### Source document

Tips for Buying a Used Saddle

Buying a used saddle is an excellent strategy for getting better quality for less money. It used to be that you were limited in your choice to local ads or local tack shops, but with tack shops now posting saddles on line and many people selling through eBay, your choices are many! However, if you do choose to buy on eBay, it’s important to buy from a reputable seller as you generally do not have the opportunity to return a saddle that doesn’t fit or isn’t as described.

Evaluating a Used Saddle

A well-made saddle will last for 25 years or more if it’s been cared for and stored well. When buying an older saddle, you need to consider the integrity of the tree, the construction of the panels, the state of the stitching and the quality of the leather.

Saddle trees are made from wood, fiberglass, or plastic/resin materials such as polypropylene. While saddle trees are strong, they can crack or twist which renders the saddle useless. You should never ride in a saddle with a broken tree as it can cause damage to your horse’s spine. The tree size determines the width of the saddle. While some saddles have adjustable trees, most saddles come in standard measurements. Some manufacturers use narrow, medium narrow, medium, medium/wide, wide and extra wide; others refer to a centimeter measurement, such as 30 cm.

How to Check the Integrity of the Tree

The tree of the saddle is the part of the saddle that maintains the structure of the saddle and keeps the rider’s weight from creating pressure spots on the horse’s spine. To check whether a tree is sound first hold the saddle with the pommel toward you, then grasp the cantle and pull toward you. There should be a slight amount of “give” but if you hear any cracking or popping sounds, or there is excessive movement, the tree is damaged or broken. Repeat the same exercise flexing the arch of the tree from side to side. Once again, any noises are not good news. Finally, turn the saddle over and inspect the channel of the saddle. The channel should be straight and show no damage. If the tree is twisted, you will see it during this part of the inspection. Do not buy a saddle that has a damaged tree; it is almost impossible to repair a tree and even if you can get it done, is more than a saddle is generally worth.

Most saddles today incorporate a “spring” tree. This type of tree is narrower and more flexible than older style, more rigid trees.

######

Written instruction a ::
Show every line of the records below that contains the string "frame". Case counts.

### Dataset entries

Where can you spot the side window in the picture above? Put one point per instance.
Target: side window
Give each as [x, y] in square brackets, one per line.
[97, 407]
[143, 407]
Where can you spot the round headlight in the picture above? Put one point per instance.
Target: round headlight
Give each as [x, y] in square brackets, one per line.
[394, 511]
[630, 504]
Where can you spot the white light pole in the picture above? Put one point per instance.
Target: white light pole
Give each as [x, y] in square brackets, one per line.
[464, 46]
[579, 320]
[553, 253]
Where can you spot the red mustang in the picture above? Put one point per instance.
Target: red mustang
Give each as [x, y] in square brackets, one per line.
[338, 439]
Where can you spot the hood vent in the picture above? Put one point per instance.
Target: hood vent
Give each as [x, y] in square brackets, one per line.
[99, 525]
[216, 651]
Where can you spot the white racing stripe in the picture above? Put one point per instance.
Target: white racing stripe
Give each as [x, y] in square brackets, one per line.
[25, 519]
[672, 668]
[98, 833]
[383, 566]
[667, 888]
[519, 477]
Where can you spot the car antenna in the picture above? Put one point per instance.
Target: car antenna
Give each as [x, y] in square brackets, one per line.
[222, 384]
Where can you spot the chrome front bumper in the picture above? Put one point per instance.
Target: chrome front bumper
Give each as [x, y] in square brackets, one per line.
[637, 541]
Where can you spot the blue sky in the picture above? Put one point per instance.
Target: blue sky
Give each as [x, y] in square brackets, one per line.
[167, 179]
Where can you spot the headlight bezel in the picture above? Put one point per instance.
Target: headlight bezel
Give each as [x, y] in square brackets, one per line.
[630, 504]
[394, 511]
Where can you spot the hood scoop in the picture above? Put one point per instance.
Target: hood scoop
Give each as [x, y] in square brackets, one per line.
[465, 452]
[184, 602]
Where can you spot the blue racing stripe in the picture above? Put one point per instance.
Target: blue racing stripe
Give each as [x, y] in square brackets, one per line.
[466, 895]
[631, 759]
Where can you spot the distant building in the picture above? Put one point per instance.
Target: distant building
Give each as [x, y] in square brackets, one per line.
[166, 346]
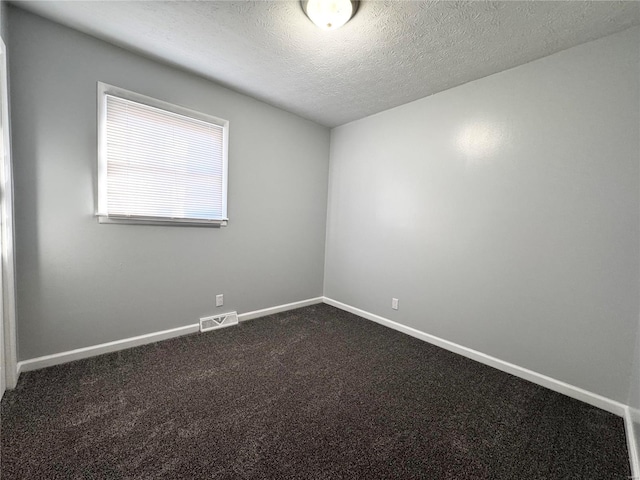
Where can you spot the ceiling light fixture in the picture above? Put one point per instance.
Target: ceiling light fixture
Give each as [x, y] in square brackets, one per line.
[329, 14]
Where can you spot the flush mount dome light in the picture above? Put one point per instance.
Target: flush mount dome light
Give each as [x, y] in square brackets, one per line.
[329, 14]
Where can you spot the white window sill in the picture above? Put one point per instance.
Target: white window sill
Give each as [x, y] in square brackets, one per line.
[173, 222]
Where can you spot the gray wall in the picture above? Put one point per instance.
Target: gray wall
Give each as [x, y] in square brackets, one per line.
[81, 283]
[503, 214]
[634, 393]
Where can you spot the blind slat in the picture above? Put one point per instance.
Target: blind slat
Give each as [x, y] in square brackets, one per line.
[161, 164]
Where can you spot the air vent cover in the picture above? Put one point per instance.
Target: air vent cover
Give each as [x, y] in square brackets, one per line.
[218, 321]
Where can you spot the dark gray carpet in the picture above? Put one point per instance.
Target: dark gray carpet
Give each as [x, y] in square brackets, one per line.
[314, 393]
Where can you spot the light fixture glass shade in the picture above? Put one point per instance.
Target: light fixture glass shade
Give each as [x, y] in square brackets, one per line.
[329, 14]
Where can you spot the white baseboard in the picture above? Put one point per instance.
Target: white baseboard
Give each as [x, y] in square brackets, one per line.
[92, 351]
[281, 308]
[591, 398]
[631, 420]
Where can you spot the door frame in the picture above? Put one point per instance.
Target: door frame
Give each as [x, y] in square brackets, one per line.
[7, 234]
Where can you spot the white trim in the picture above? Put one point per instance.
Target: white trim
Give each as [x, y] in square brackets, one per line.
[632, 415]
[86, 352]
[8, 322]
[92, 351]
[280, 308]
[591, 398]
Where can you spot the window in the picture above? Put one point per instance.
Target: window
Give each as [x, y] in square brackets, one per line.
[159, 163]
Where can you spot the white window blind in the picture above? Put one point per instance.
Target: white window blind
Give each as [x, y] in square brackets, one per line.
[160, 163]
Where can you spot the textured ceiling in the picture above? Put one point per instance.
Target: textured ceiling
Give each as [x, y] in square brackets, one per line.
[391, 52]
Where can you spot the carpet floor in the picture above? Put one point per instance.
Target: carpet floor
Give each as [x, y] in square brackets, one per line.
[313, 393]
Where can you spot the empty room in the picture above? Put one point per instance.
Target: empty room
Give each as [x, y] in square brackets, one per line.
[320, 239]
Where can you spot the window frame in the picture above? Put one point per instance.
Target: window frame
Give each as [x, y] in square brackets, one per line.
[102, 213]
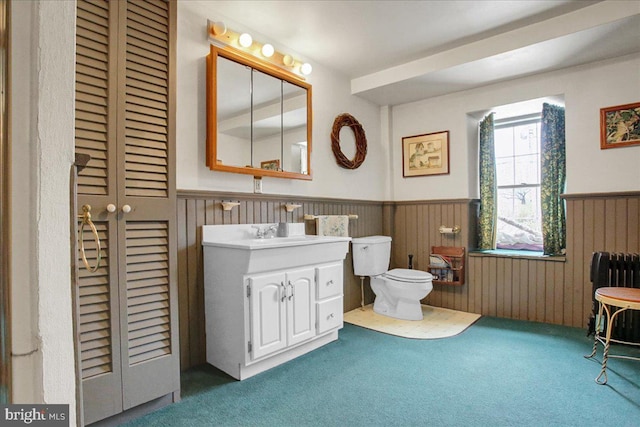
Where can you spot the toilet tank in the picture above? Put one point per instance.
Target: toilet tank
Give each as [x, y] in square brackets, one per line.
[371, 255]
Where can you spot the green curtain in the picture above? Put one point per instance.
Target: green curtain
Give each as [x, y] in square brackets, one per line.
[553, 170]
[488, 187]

######
### Dataset entries

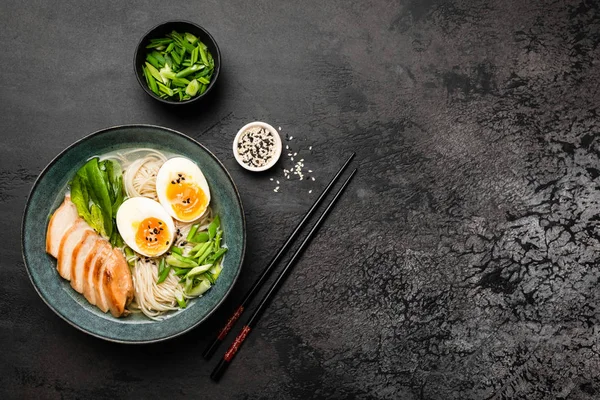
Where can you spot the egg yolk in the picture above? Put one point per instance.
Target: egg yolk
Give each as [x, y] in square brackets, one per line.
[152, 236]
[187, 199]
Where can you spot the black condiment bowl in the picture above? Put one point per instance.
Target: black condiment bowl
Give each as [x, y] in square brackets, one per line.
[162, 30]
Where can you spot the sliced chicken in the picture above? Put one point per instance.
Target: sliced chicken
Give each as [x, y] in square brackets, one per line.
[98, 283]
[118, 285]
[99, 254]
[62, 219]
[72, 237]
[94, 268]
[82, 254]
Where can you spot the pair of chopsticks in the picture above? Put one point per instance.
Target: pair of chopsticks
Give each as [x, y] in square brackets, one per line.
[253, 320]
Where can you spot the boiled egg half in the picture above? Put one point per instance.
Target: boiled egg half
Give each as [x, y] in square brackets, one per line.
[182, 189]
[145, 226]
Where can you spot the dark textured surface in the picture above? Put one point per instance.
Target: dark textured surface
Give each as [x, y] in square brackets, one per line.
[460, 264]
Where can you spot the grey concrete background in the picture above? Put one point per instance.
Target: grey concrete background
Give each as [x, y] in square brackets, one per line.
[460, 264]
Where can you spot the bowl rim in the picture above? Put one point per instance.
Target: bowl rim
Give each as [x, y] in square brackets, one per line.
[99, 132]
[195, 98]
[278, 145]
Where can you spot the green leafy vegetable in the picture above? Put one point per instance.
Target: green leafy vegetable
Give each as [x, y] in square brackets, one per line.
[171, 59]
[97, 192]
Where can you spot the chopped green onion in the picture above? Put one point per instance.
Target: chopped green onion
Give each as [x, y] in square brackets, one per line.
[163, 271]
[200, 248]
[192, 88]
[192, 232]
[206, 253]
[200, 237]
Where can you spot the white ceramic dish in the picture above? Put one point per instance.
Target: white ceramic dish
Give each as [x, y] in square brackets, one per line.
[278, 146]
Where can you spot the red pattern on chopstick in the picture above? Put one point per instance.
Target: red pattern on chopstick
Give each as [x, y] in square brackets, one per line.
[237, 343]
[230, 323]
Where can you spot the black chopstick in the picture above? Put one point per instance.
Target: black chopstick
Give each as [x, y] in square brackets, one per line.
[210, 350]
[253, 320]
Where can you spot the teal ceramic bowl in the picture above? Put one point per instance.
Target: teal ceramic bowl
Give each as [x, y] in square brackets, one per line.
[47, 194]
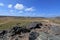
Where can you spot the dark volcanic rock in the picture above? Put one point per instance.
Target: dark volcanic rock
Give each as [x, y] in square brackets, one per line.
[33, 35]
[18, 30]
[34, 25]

######
### Dataset entries

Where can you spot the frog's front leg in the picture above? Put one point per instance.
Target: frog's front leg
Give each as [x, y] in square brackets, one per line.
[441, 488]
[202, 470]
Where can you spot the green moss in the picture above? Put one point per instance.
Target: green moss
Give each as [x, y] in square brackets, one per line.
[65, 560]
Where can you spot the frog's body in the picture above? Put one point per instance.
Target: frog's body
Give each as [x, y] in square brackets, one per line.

######

Written instruction b ::
State whether each statement agrees with the used-saddle guide, answering yes or no and quoting the deciding words of the guide exactly: (i) a well-made saddle can last 25 years or more if it has been cared for and stored well; (ii) spring trees are more rigid than older-style trees; (iii) saddle trees are made only from wood.

Complete answer a ::
Where can you spot the door frame in the picture above? Put one point per instance.
Target: door frame
Where can you spot the window frame in the picture above? Put one point per instance.
Target: window frame

Complete answer b ::
(i) Yes: "A well-made saddle will last for 25 years or more if it’s been cared for and stored well."
(ii) No: "This type of tree is narrower and more flexible than older style, more rigid trees."
(iii) No: "Saddle trees are made from wood, fiberglass, or plastic/resin materials such as polypropylene."